Your tasks:
- a) In the forum thread comparing chrome plated zinc and stainless steel, rewrite the stretch from "# Chrome plated" through "fill me it?", renaming "Seadog" to "Sea Dog".
- b) Name every metal mentioned in the forum thread on chrome plated zinc versus stainless steel.
- c) Answer these from the hinge thread:
(i) Which brand sells the chrome plated zinc hinges at the local marine store?
(ii) Which stainless grade is described as very resistant to corrosion?
(iii) What grade of stainless is the Seadog hinge?
--- begin Text excerpt ---
# Chrome plated zinc vs. stainless steel



## voice3 (Aug 28, 2008)

I'm in the process of replacing my locker hinges. My local marine store has Perko chrome plated zinc and Seadog stainless steel hinges. The chrome plated zinc hinges are approximately twice the price of the stainless hinges. I was a bit shocked to see this because I always thought stainless was the best to use for marine applications (except bronze, of course). I must be missing something, can someone fill me it?
Thanks,
Matt


----------



## jrd22 (Nov 14, 2000)

Seems weird to me too that zinc is more expensive. Of course, there are many different grades of stainless. 316 is very resistant to corrosion, 304 less so, and there is just plain awful stainless out there too. See if the stainless is identified, if not they may be really cheap and that may explain why the zinc/chrome are more expensive. There are good SS hinges available and they will usually say something like "all marine grade SS" or "all 316 SS".


----------



## voice3 (Aug 28, 2008)

The Seadog hinge is 304 stainless.


----------



## jrd22 (Nov 14, 2000)
--- end Text excerpt ---
--- begin Data segment ---
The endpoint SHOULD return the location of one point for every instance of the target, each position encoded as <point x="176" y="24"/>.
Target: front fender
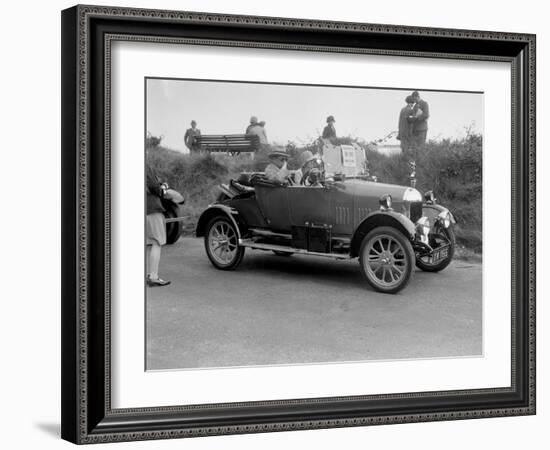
--- end Data segment ---
Results for the exercise:
- a)
# Chrome plated zinc vs. stainless steel



## voice3 (Aug 28, 2008)

I'm in the process of replacing my locker hinges. My local marine store has Perko chrome plated zinc and Sea Dog stainless steel hinges. The chrome plated zinc hinges are approximately twice the price of the stainless hinges. I was a bit shocked to see this because I always thought stainless was the best to use for marine applications (except bronze, of course). I must be missing something, can someone fill me it?

- b) Chrome, zinc, stainless steel, bronze

- c)
(i) Perko
(ii) 316
(iii) 304